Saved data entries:
(begin)
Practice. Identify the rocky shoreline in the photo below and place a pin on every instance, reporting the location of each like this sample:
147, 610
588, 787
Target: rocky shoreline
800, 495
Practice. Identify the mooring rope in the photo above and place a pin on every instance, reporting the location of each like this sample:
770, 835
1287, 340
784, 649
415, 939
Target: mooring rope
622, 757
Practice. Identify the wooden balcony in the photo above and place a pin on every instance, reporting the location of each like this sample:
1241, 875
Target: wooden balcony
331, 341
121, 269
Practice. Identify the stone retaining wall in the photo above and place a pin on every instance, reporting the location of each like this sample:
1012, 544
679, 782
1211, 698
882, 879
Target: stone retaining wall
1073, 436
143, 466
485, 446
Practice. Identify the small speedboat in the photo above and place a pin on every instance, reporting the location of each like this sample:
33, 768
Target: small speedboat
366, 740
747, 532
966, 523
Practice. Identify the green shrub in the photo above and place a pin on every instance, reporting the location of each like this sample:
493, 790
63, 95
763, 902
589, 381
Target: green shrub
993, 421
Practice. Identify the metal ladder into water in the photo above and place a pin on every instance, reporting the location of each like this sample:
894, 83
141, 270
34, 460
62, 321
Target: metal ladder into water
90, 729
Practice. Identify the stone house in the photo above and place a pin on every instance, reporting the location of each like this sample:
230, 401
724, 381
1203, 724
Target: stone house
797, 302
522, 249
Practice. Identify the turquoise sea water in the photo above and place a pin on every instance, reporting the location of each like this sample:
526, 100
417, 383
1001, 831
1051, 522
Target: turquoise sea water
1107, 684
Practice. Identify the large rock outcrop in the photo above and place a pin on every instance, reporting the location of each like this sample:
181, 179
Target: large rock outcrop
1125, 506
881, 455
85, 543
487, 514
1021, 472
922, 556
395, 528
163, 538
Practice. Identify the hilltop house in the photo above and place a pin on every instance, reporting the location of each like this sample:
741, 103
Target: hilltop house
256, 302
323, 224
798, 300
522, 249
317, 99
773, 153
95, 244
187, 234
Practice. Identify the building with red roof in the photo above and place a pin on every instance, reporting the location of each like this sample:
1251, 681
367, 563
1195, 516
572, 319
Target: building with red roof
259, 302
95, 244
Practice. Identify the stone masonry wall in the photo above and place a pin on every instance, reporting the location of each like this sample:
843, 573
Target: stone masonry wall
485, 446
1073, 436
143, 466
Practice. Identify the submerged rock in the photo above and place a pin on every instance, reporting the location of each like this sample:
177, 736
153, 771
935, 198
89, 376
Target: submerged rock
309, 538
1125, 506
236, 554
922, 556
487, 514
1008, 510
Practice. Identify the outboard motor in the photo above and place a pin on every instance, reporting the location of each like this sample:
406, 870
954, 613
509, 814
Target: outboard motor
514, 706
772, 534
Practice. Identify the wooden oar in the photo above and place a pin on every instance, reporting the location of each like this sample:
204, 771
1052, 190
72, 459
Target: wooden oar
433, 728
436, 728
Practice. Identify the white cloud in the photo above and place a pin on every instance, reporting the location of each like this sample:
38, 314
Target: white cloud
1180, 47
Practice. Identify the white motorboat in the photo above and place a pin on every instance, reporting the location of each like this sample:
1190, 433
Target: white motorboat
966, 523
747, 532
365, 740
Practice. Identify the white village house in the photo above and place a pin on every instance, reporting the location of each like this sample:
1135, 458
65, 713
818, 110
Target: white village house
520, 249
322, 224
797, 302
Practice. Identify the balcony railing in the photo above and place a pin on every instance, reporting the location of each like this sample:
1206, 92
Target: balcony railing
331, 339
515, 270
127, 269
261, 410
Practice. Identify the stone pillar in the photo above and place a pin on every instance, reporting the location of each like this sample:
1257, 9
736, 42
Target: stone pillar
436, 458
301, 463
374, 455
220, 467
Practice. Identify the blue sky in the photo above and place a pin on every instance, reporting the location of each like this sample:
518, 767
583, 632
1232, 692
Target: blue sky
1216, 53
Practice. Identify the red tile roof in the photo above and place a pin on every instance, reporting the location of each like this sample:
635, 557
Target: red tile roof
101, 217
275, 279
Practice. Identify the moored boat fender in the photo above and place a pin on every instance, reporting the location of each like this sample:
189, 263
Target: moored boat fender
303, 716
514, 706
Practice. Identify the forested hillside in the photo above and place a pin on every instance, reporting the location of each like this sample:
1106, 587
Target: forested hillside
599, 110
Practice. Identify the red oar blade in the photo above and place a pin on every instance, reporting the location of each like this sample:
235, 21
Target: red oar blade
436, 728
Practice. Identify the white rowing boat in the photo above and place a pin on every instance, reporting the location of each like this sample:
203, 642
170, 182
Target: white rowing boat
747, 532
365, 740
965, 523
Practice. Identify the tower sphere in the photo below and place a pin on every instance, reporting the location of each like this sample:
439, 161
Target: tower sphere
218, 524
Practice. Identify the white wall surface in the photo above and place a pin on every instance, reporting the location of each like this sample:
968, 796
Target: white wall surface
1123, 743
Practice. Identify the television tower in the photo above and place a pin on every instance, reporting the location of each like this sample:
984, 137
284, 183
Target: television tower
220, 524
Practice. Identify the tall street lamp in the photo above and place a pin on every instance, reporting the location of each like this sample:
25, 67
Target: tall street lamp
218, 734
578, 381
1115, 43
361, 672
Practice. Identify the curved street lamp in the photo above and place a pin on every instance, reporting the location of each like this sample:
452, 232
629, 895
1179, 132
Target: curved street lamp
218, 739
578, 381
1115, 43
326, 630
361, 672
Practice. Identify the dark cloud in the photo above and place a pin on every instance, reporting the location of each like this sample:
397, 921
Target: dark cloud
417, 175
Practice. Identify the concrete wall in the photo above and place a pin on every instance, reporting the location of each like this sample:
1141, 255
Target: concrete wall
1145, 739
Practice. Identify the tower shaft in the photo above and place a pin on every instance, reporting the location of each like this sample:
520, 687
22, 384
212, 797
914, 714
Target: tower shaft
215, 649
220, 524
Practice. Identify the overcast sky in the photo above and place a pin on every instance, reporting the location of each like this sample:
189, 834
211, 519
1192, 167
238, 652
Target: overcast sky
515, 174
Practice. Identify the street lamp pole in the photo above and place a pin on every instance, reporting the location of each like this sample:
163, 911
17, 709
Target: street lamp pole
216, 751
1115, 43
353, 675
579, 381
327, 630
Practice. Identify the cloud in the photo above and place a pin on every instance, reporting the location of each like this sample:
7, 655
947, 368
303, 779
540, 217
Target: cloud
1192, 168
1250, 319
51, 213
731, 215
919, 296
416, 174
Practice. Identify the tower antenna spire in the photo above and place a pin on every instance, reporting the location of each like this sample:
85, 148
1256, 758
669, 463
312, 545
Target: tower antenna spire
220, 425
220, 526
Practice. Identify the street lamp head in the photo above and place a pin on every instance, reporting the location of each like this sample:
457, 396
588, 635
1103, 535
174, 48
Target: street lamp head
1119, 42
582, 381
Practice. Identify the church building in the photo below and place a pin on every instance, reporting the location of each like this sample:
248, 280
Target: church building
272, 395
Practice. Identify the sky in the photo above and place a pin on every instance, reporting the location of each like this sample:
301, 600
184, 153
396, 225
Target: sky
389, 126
(end)
Aim of the exercise: Return the listing above word for word.

Full output:
Practice. Identify the rocky shoreline in the photo below and place a pin on every instance, reporting the location of each like this sample:
147, 610
588, 787
Target: rocky shoreline
800, 495
Practice. Identify the mooring rope in the photo above and place a pin on every instance, reporting the location of each like this sample:
770, 835
1287, 340
784, 649
415, 939
Target: mooring rope
622, 757
Practice. Identify the wooden balcony in the photo above and place a pin on every instance, reporting the location of each like this sample:
1241, 875
Target: wooden balcony
331, 341
121, 269
Practice. Identify the stone retaining wall in the photo above and place a pin on every instance, reporting the location of each like this sample:
1012, 544
679, 782
1211, 698
882, 879
Target: stone retaining wall
1073, 436
143, 466
485, 446
Practice. Identify the small speedboat in the photo above and place a pin on every instance, reporting the location of each like this sample:
33, 768
Target: small speedboat
366, 740
747, 532
966, 523
Practice. Identify the green shrub in the photo above and place a pin on every instance, reporting the location of each like this sample:
493, 790
63, 95
763, 902
589, 381
Target: green shrub
993, 421
Practice. Identify the metal ladder into water in the photo above and place a pin on every instance, reporting the location of each like this sample:
894, 83
141, 270
34, 460
62, 321
Target: metal ladder into water
90, 729
Practice. Identify the stone house in the photo above and place a pin on every instance, reporting the location of each like this sample:
230, 401
724, 381
1203, 724
Target: stone house
797, 302
522, 249
Practice. Identify the turquoise sea water in the photo above and place a pin on every instance, reporting the location of each like this sample:
526, 100
417, 383
1001, 831
1051, 522
Target: turquoise sea water
1107, 684
Practice. Identify the large rock outcrop in the photo above and place a pin on every instance, reporting the location of each like this sample:
181, 179
Target: large rock outcrop
1125, 506
881, 455
85, 543
487, 514
1021, 472
922, 556
395, 528
163, 538
Practice. Identify the hilltop house in the photo above and place a pin on every instance, reporting the location of each like this sample:
741, 103
Target: hilltop house
256, 302
323, 224
798, 300
522, 249
317, 99
773, 153
95, 244
187, 234
Practice. Identify the building with red roof in the photo above and place a pin on every instance, reporting the location of each like this sample:
1251, 681
367, 563
1195, 516
572, 319
Target: building with red roof
259, 302
95, 244
Practice. Identify the stone masonry wall in the photo above and place a pin on every instance, reporting the location of each like this sample:
843, 573
Target: stone masonry wall
485, 446
1073, 436
143, 466
Practice. Identify the submerged rock in the photo above and place a pin on every instance, reporting the location of each like this sample:
177, 736
153, 771
935, 198
89, 376
Target: submerged rock
309, 538
1125, 506
236, 554
922, 556
487, 514
1008, 510
Practice. Identify the outboard motor in the photo above and place a pin on every instance, reporting the location of each like this sample:
406, 870
954, 613
509, 814
Target: outboard motor
514, 706
772, 534
Practice. Identify the wooden oar in the photo above and place a pin on every instance, reporting the location of each like this sample:
204, 771
1052, 190
72, 459
Target: wooden oar
433, 728
436, 728
Practice. Identify the white cloud in the photo above and place a pin on every instance, reporting the location of each like this sample:
38, 314
Target: white cloud
1180, 47
Practice. Identify the white motorboat in the photo above and place a pin on every instance, reporting the location of each like this sample:
1190, 433
Target: white motorboat
966, 523
747, 532
365, 740
Practice. Identify the white village house in the photo above and place a pin on every instance, reporting the location of each like this sample:
1135, 458
65, 713
818, 110
Target: white village house
520, 249
322, 224
797, 302
Practice. Identify the balcony railing in the photo above and place a pin on every instance, reporting the location of each like this sample:
1206, 92
Target: balcony railing
331, 339
515, 270
127, 269
261, 410
Practice. Identify the stone pillar in the photo above and place a pin on every instance, reporting the location of each like this sample:
1257, 9
736, 42
Target: stone pillar
436, 458
301, 463
374, 455
220, 467
Practice. Identify the blue sky in the photo above and place a pin on every instance, reporting the location of each like this sample:
518, 767
583, 632
1232, 692
Target: blue sky
1216, 53
Practice. Identify the red tile roof in the photo above and place a pin on every instance, reporting the location of each like this sample:
635, 557
Target: red tile roof
101, 217
275, 279
Practice. Identify the moored boat fender in the photo above and place a pin on every instance, reporting the location of each like this sample:
189, 263
Target: moored boat fender
303, 716
514, 706
Practice. Identify the forested hillside in the photo above and place a pin on every instance, reporting the location of each like this sample:
1106, 587
Target: forested hillside
599, 110
Practice. Identify the red oar blade in the photo above and place a pin on every instance, reporting the location of each like this sample:
235, 21
Target: red oar blade
436, 728
Practice. Identify the white rowing boat in the photo above and place a pin on every instance, reporting the location of each like this sample:
203, 642
170, 182
Target: white rowing boat
747, 532
365, 740
965, 523
Practice. Identify the tower sphere in the photo below and place a pin on every instance, reporting the location of each like this sample:
439, 161
Target: tower sphere
218, 524
Practice. Identify the white wall surface in the photo above and place a pin on every instance, reporting the location of each like this sample:
968, 796
Target: white wall surface
1123, 743
Practice. Identify the television tower in the photo above and place a pin on every instance, reporting the location of each like this sample:
984, 137
284, 183
Target: television tower
220, 524
Practice. Identify the tall street lamp in the photo above and place a pin on every instance, reporting the location of each like this sample:
25, 67
Target: tall street lamp
218, 734
578, 381
1115, 43
361, 672
Practice. Identify the curved street lamp in the photo above and place a pin on every instance, reporting the location of each like this sample:
452, 232
629, 895
1179, 132
Target: curved street lamp
218, 739
578, 381
1115, 43
326, 630
361, 672
Practice. Identify the dark cloud in the photo above and place a pin on every instance, reporting the location of each like this sample:
397, 921
Target: dark cloud
417, 175
Practice. Identify the concrete wall in the photo above and place a pin on every instance, reporting the location of each like this sample:
1141, 255
Target: concrete wall
1145, 739
Practice. Identify the tower shaft in the photo above and place a pin on every instance, reporting the location of each like this sample:
520, 687
22, 384
212, 797
914, 714
Target: tower shaft
215, 649
220, 524
Practice. Identify the overcast sky in the photo above and place a pin on every instance, reporting the location of each like this sample:
189, 834
211, 519
1192, 167
238, 652
Target: overcast sky
515, 174
Practice. Identify the street lamp pole in the photo above and place a pin on every instance, reporting the location of each like this sample:
163, 911
17, 709
Target: street lamp pole
216, 751
1115, 43
353, 675
579, 381
327, 630
Practice. Identify the cloud in the photo above and place a pin on every instance, reporting the location of each like this sample:
7, 655
947, 368
303, 779
540, 217
Target: cloud
1192, 168
1250, 319
51, 213
731, 215
919, 296
416, 174
Practice. Identify the tower antenna spire in the photo above and place a pin on every instance, reporting the location of each like this sample:
85, 148
1256, 758
669, 463
312, 545
Target: tower antenna spire
220, 425
220, 526
Practice. Identify the street lamp head in the photo above and place a pin on every instance, reporting the location of each like this sample:
457, 396
588, 635
1103, 535
174, 48
Target: street lamp head
1119, 42
582, 381
Practice. Identify the church building in the photo below and place a pin on every instance, reporting the location of each like this sample:
248, 280
Target: church building
272, 395
Practice. Identify the sky in the photo above and place a pin on every instance, reporting the location of each like this sample:
301, 600
184, 153
396, 225
Target: sky
389, 126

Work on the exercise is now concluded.